Stored dataset items
━━━━━━━━━━━━━━━━━━━━

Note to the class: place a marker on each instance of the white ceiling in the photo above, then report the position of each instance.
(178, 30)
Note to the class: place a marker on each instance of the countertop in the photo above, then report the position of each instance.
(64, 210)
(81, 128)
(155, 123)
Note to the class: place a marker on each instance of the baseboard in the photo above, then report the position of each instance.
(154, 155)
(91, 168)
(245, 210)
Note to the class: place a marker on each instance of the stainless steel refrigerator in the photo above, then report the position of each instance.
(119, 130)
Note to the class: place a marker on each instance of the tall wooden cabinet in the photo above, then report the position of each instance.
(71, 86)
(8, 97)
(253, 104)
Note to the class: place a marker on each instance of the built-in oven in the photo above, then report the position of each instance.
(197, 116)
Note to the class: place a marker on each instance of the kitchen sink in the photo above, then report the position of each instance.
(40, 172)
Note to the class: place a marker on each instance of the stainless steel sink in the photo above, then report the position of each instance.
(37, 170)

━━━━━━━━━━━━━━━━━━━━

Task objective: Rewrite every line of the entries above, keeping each request unchanged, but multiply each point coordinate in the answers by 1.95 and round it to a whole number, with halves rounded up.

Task result:
Note to the class: place a marker on each instance of the white ceiling in the photo above, then report the position of each instance.
(347, 59)
Note to the class: place a marker on each instance of the countertop in the photo above, then report the position of each instance.
(125, 410)
(158, 250)
(302, 240)
Note to the class: place a marker on each instance of the baseboard in the photo above, then report the position of each instance.
(300, 302)
(177, 328)
(478, 410)
Note to the class: place a marker on each instance of the stainless steel refrigerator in the photo above, then report the position of each instance.
(232, 254)
Note to the class: place a marker on each instance of the tall wooden cabinet in the photo above, then report the position of each instance.
(138, 168)
(16, 189)
(493, 203)
Note to the class: place a marker on each instance of the built-in oven in the photo above, then report the position of each instance.
(384, 226)
Note to the class: place a marker on each instance of the kitchen sink in the photo above, then report the position of each instance.
(78, 335)
Note to the class: place a marker on each instance of the stainless steel sink in the photo above, then report the position of each instance.
(72, 332)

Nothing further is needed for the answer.